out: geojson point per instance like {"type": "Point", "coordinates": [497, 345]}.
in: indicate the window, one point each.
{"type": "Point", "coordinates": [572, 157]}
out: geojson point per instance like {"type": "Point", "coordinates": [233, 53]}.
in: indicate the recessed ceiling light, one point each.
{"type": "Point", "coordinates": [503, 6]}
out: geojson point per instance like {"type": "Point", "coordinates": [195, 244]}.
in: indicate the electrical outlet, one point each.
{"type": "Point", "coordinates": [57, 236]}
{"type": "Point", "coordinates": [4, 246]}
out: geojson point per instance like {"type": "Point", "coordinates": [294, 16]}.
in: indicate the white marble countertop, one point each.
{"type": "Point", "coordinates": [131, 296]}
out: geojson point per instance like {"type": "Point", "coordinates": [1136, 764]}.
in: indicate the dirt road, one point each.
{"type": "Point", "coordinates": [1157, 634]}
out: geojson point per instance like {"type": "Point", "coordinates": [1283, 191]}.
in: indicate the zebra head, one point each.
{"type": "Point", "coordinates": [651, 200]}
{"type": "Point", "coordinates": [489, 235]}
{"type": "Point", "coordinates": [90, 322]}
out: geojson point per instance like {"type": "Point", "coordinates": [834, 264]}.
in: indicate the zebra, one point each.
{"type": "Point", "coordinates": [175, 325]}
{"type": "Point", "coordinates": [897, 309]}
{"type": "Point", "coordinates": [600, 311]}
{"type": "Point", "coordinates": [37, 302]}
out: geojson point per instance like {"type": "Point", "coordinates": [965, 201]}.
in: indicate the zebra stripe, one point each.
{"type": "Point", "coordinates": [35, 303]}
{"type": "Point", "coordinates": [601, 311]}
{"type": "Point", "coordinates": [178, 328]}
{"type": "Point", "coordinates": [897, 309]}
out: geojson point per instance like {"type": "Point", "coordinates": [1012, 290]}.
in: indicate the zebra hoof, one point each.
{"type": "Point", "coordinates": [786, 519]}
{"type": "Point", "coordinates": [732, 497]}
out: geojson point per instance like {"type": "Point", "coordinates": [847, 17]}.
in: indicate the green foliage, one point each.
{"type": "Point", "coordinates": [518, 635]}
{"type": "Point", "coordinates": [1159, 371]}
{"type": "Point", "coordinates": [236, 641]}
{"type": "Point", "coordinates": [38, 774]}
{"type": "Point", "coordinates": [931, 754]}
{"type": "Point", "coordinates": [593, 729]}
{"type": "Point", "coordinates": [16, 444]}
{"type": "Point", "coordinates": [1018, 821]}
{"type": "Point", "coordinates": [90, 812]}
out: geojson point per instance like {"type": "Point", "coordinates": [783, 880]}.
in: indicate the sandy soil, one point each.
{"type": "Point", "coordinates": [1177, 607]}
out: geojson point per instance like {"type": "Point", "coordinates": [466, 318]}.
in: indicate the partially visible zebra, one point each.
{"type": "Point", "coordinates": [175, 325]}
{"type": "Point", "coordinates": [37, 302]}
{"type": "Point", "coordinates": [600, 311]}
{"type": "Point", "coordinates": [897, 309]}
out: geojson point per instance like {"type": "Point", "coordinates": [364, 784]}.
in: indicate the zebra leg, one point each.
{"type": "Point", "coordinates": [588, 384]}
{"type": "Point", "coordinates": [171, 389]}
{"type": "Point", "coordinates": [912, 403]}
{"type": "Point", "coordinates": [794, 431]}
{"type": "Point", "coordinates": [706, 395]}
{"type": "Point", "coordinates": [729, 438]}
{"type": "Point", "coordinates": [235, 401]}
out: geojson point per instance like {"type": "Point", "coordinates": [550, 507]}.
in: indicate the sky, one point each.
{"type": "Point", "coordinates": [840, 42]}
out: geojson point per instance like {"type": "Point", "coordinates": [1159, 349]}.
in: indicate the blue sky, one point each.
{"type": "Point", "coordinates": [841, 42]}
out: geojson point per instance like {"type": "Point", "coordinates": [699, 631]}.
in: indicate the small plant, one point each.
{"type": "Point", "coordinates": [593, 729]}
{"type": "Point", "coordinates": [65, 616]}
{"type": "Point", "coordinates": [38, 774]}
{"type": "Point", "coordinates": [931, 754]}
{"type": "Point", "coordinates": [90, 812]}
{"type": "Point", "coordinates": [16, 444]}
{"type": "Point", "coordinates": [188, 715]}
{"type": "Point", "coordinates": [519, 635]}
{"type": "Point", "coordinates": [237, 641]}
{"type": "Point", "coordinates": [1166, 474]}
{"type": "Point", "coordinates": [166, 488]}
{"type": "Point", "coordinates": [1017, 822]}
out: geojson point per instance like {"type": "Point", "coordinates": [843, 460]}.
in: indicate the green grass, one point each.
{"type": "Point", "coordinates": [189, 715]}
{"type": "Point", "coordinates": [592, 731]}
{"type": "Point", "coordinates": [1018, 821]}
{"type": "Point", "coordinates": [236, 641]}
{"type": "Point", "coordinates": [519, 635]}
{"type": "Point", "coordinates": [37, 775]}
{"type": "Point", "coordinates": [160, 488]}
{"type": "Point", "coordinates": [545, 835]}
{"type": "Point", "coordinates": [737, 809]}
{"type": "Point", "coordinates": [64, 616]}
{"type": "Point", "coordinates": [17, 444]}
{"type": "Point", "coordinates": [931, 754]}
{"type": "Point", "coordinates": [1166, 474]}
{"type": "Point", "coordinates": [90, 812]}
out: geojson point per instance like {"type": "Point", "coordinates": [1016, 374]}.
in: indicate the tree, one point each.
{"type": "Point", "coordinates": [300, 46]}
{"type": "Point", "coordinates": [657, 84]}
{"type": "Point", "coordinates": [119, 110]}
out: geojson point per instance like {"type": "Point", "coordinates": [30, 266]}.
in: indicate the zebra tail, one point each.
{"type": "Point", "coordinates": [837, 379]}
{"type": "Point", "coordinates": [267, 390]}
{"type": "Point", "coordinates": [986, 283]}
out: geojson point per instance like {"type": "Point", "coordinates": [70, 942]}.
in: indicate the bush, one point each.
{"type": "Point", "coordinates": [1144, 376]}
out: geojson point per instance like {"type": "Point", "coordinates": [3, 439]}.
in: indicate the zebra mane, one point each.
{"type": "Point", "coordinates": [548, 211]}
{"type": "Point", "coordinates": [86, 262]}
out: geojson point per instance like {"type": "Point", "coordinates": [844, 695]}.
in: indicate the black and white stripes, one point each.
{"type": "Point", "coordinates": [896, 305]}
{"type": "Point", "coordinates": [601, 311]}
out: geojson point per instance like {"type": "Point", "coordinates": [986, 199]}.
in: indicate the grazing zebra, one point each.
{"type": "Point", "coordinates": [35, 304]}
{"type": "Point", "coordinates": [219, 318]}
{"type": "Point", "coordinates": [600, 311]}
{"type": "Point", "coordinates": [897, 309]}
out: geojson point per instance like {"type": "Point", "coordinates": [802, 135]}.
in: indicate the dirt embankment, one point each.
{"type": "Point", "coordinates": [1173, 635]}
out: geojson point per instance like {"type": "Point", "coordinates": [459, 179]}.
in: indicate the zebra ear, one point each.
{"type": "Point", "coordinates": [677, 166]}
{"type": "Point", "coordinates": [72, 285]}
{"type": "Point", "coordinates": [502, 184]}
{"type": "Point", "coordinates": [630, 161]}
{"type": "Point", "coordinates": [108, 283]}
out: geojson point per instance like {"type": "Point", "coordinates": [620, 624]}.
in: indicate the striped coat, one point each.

WORK REQUEST:
Only the lines from the one containing "in: indicate the black" through the last line of the entries above should be copied, exactly as written.

OUTPUT FOR THIS TASK:
in: indicate the black and white stripes, one point each.
{"type": "Point", "coordinates": [896, 305]}
{"type": "Point", "coordinates": [601, 311]}
out: geojson point per instance like {"type": "Point", "coordinates": [986, 199]}.
in: indicate the grazing zebra, one point each.
{"type": "Point", "coordinates": [35, 304]}
{"type": "Point", "coordinates": [219, 318]}
{"type": "Point", "coordinates": [600, 311]}
{"type": "Point", "coordinates": [897, 309]}
out: geojson point per instance like {"type": "Point", "coordinates": [802, 135]}.
in: indicate the dirt embankment, one point each.
{"type": "Point", "coordinates": [1173, 635]}
out: geojson point per instance like {"type": "Point", "coordinates": [459, 179]}.
in: indicate the zebra ear, one point each.
{"type": "Point", "coordinates": [677, 166]}
{"type": "Point", "coordinates": [72, 285]}
{"type": "Point", "coordinates": [502, 184]}
{"type": "Point", "coordinates": [630, 161]}
{"type": "Point", "coordinates": [108, 283]}
out: geojson point per instance like {"type": "Point", "coordinates": [620, 624]}.
in: indicate the striped coat, one point each.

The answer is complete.